Directions for this task
Setting aside any pictures, reproduce the data exactly.

Data items
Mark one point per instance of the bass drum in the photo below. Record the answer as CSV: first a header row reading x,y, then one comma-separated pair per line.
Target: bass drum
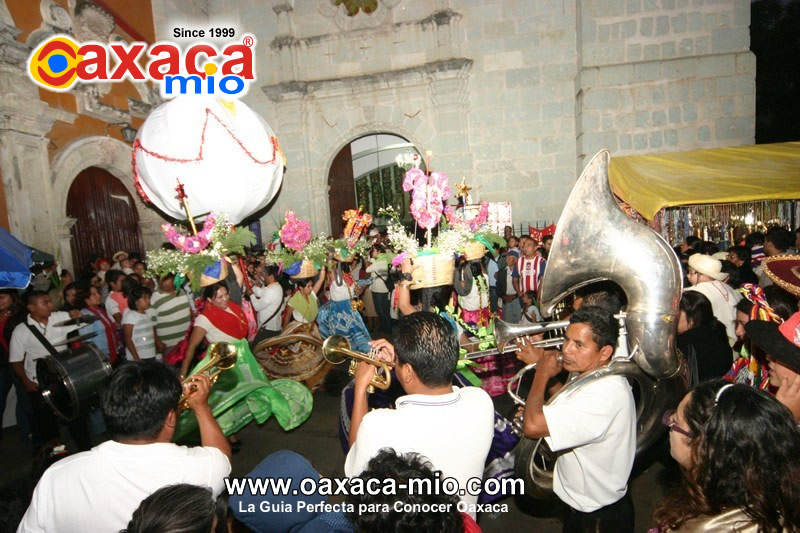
x,y
71,380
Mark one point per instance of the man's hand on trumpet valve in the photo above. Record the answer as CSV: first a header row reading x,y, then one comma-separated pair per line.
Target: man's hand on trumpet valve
x,y
549,364
528,353
363,376
197,389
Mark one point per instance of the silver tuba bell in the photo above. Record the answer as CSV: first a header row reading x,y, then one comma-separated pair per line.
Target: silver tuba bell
x,y
595,241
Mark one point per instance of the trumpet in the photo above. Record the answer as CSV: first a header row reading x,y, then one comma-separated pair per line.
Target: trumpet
x,y
505,332
546,344
336,349
221,355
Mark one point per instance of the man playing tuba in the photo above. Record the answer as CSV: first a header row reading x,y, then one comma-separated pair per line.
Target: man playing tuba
x,y
593,426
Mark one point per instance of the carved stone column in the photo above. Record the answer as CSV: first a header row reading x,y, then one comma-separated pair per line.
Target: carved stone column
x,y
64,236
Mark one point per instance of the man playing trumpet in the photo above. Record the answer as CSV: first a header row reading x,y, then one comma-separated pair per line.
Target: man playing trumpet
x,y
98,490
593,427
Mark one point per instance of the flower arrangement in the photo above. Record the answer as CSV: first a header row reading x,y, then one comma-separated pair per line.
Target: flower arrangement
x,y
428,195
222,239
295,233
190,244
357,221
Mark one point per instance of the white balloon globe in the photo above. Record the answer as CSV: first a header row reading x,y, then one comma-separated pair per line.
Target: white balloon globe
x,y
225,155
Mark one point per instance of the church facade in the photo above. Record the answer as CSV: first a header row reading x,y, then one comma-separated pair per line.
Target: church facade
x,y
513,95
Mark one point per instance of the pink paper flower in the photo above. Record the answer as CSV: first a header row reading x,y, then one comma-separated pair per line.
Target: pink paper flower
x,y
473,223
190,243
429,193
399,258
295,233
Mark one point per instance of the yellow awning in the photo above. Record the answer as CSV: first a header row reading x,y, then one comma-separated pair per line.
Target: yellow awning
x,y
717,176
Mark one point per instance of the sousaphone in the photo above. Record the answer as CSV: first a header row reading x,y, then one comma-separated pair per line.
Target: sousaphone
x,y
595,241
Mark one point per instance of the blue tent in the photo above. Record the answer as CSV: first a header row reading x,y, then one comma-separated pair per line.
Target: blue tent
x,y
15,262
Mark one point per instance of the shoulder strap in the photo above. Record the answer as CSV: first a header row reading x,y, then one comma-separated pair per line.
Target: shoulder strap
x,y
41,338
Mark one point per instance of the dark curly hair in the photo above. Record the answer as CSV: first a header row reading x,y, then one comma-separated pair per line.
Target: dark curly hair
x,y
745,453
605,330
181,508
402,468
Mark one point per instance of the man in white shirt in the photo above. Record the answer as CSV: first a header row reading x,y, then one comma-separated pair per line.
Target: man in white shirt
x,y
705,274
379,272
26,348
268,303
452,427
594,427
98,490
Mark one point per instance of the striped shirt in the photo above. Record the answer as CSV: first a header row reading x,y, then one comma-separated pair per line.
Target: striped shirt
x,y
172,316
530,272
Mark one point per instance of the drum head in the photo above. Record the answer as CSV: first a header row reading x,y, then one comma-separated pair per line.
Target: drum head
x,y
54,389
71,381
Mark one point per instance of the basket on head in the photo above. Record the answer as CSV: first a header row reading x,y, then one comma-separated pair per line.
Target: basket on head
x,y
307,270
474,251
348,259
432,271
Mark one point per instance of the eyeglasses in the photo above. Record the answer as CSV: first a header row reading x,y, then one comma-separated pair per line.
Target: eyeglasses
x,y
673,426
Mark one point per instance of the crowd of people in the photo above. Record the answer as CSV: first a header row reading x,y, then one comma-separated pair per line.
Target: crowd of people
x,y
735,434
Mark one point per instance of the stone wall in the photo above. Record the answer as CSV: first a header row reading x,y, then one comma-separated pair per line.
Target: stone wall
x,y
515,94
667,75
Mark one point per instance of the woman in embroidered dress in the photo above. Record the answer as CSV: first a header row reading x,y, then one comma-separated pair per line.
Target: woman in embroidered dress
x,y
739,451
338,316
220,320
106,340
475,305
303,305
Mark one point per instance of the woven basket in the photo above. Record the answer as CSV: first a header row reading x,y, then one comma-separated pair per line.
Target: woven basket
x,y
307,270
474,251
205,281
348,259
295,354
432,271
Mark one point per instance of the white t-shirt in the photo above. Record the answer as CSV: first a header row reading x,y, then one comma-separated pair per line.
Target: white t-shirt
x,y
267,302
98,490
596,425
477,298
213,333
379,272
24,346
342,292
143,337
454,431
723,300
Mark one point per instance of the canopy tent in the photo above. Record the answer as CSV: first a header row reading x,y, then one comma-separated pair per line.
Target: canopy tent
x,y
717,176
15,262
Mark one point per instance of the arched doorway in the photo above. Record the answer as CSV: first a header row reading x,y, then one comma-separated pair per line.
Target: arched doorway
x,y
365,173
106,217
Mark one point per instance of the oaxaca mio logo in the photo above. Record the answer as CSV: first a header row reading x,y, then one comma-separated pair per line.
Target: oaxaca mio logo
x,y
200,68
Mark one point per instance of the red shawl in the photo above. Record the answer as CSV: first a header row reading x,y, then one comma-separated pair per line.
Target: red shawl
x,y
111,330
233,324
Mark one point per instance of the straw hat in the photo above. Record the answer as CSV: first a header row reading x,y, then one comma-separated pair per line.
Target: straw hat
x,y
780,341
307,270
705,264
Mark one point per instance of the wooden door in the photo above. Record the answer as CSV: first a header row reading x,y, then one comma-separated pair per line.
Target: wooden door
x,y
342,194
106,215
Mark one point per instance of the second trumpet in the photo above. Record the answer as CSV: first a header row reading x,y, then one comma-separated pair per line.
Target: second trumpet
x,y
336,349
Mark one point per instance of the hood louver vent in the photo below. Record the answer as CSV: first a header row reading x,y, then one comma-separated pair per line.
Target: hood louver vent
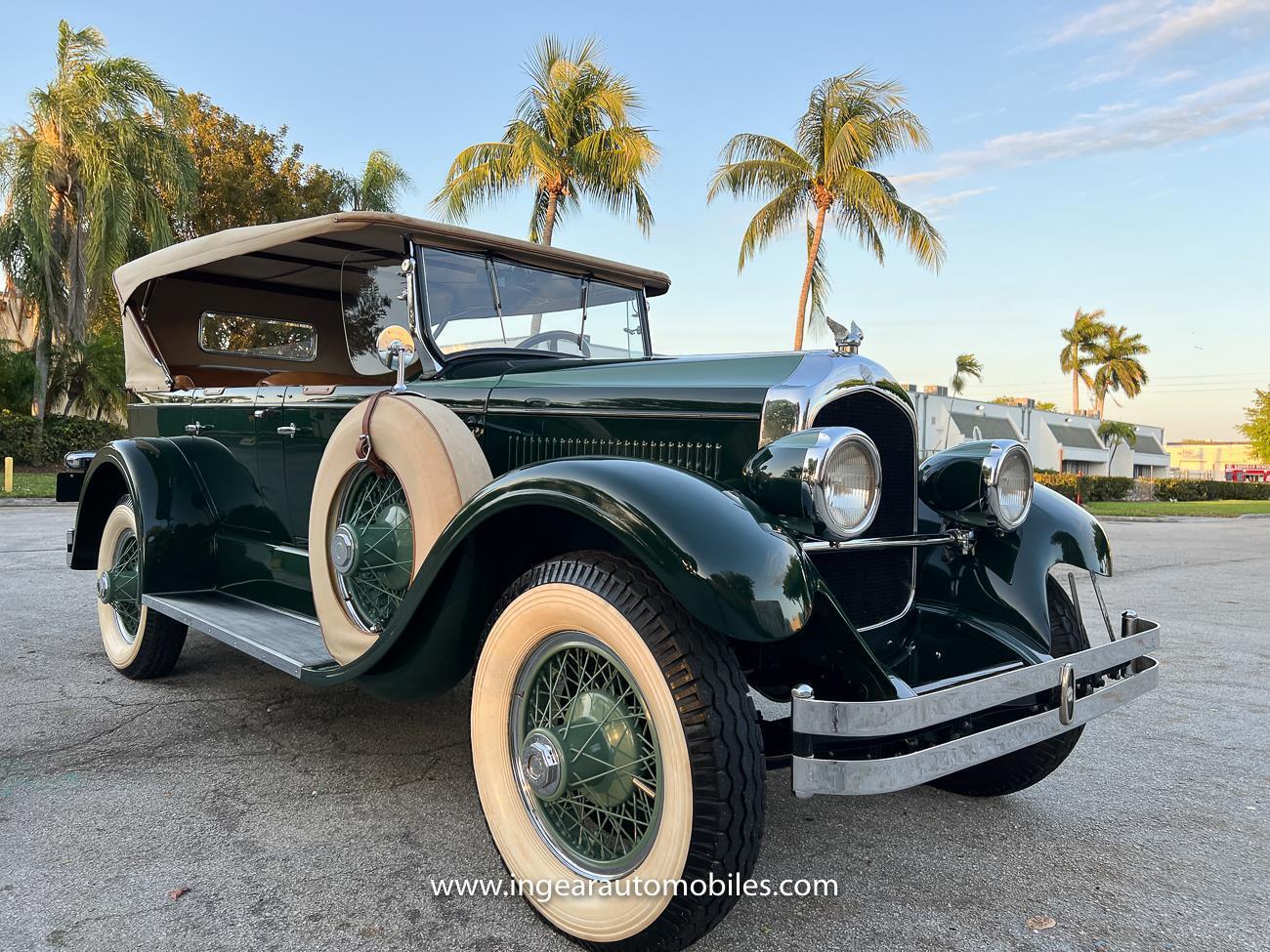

Output for this task
Mark one point per instance of the bass drum in the photo below. Record the answer as CSV: first a header row reading x,y, then one comma-separated pair per line.
Target: bass drum
x,y
71,380
Mark one point per instance of the man's hand on trumpet valve in the photo above. Record the answer as CSV: first a header row reading x,y, then one comma-separated pair per line.
Target: man's hand on trumpet valve
x,y
549,364
528,353
363,376
197,389
Mark one point per instance of the silver tuba bell in the photo above. Record the answer as CSV: first a header row reading x,y, then one comma-separated pair per line.
Target: silver tuba bell
x,y
595,241
Mark one point per instance of the trumpet in the photo above. Record the answer as CSV: first a header row reading x,y, then one comma-separated pair per line.
Target: trumpet
x,y
505,332
546,344
336,349
221,355
Mark one point per instance of the man playing tuba in the photo above. Record the answer as CSV: first a header row reading x,y, then one comma-separated pair per line.
Target: man playing tuba
x,y
593,426
Mark one point per instance of the carved stone column in the photo above. Record the answer as CSV: first a header row reading x,y, then one comma-separated pair per line.
Target: carved stone column
x,y
64,236
Mark one point per instance of the man playing trumpet in the photo above. Record the answer as CSV: first a header row reading x,y, then one comma-separated pair per line.
Target: man playing trumpet
x,y
98,490
593,427
Mark one point per instance of the flower arrangement in the photo above. Record the answer as CSV: first a header row reading x,y, then one comma-separated pair per line.
Target: flower arrangement
x,y
428,195
222,239
295,233
190,244
357,221
Mark one point per instance of the white balloon globe in the photo above. Record the answer as CSV: first a header row reading x,y, then one comma-separated pair per line.
Target: white balloon globe
x,y
225,155
Mark one point per instance of the church facade in the photo above. Record the answer as CSV: first a header row reading x,y, then one comma-separated pair per line.
Target: church facade
x,y
513,95
Mark one point per instance of the pink paper flower in the photo above. Record the answer as CSV: first a header row reading x,y, then one comma-separated pair per line.
Target: pink paper flower
x,y
473,223
190,243
429,193
399,258
295,233
Mark one point per instance of the yellow awning in the photo above. Record the answer as CSV: first a header row reading x,y, then one comma-separated pair per line.
Target: yellow awning
x,y
717,176
Mark one point per instance of the sousaphone in the photo above. Record the answer as CSV: first a header row reading x,y, then one comma-separated pair per line.
Target: sousaphone
x,y
595,241
Mark one point per instance of the blue tent in the photo above. Record the answer as CSV: first a header row reading x,y, then one comma-separated pair per line.
Target: blue tent
x,y
15,262
Mark one point per instance of the shoulder strap in the photo above. Record the answer as CSV: first a header row reading x,y, then one comma-separated pair per line.
Target: shoulder strap
x,y
41,338
Mark one point per instance of the dark curly hair in the photo above. Record the answer as CSV: first a header row reading x,y, then one comma-separated pair per line.
Target: dark curly hair
x,y
745,453
605,330
181,508
402,468
Mark one point per instance of the man in white shirt in the photo above. Record the answer as CSV: first a header row reading x,y, then one comma-separated pair per line.
Target: man in white shirt
x,y
705,274
379,272
26,348
268,303
452,427
594,427
98,490
Mark one point per instance of the striped shirt in the photo above. Record the answer as CSV: first a header row reading x,y, then one comma-separated pair per line.
Target: striped shirt
x,y
172,316
530,272
Mark one point per instance of the drum head in the photo above. Record the answer as CSV: first a header row reading x,y, then one comma-separated pair per line.
Target: drum head
x,y
54,389
71,381
Mark one point per instance of the basket on head in the photo above. Record the answer as CSV: first a header row reading x,y, then one comma-separated pair per line.
Target: basket on head
x,y
307,270
474,251
348,259
432,271
Mark one point per instance of the eyeglasses in the photo above. Record the answer as CSV: first a header row reading x,y, then one comma-separated pair per line.
Target: eyeglasses
x,y
673,426
Mark one point per instance of the crowd of people in the photo above. Record the answer as CSV: first a header row reading x,y, then one comma-separated pair per line.
Target: crowd of people
x,y
735,434
Mark one point per instance of the stone wall in the photo above. Record the answer as CSV: first a header row reading x,y, then one comma-separated pair per line.
Target: stone wall
x,y
515,94
667,75
Mark one point per instance of the woman in embroidered dress in the photo above. Record the answer as CSV: first a header row reading x,y, then one comma-separated pair per line.
Target: woman in embroidered dress
x,y
739,451
338,316
220,320
106,340
475,305
303,305
Mark one point per instance of the woven basket in the photo above. Record the answer as CSV: first a header row reading x,y, then one comma-separated pair per line.
Target: woven basket
x,y
307,270
474,251
205,281
348,259
295,354
432,271
Mark one point per instance of the white t-shirt in the photo above. Record the answer as CSV: first a header row reading x,y, then one comma-separated pair per line.
Target: white t-shirt
x,y
267,302
98,490
596,425
477,298
213,333
379,272
24,346
342,292
143,337
454,431
723,300
Mark one point per instance of the canopy tent in the photo above. Record the answer as CSV: first a header row reading x,y, then one comma-separated pair per line.
Target: canopy tent
x,y
717,176
15,262
Mark one point per instance of the arched doorway in the photo above. Record the answer as CSV: first a header row reading x,y, then one comma-separated pair per line.
Target: arched doorway
x,y
365,173
106,217
Mark one point per instance of the oaxaca mio logo in the photo above. Record the answer as CSV: first a header row reading x,y, then one comma-separated pair per line.
Target: oaxaca mio logo
x,y
200,68
Mark one point per instance of the red shawl in the photo above. Record the answer as CSV: first a header row reading x,y, then one comma-separated pair per line.
Target: red shawl
x,y
111,330
233,324
Mark one point per instance of the straw hat in the photo above. Record the answer as CSV: first a header row reading x,y, then one comma-separated pair per line.
Target: straw hat
x,y
780,341
307,270
705,264
Mark one point per instance of the wooden door in the photo above. Record the answer as CSV: first a header row reading x,y, then one comma-separated pair per line.
Target: wooden door
x,y
342,194
106,215
Mark one point per instance of the second trumpet in the photo above. Record the answer as CSV: first a header row reading x,y, then one comma-separated pair per line.
Target: second trumpet
x,y
336,349
Mark one point per instance of the hood louver vent in the photo below. Record the answer as CSV: first a header row reading x,y, then one comma-separated pair per line.
Target: hood louver vent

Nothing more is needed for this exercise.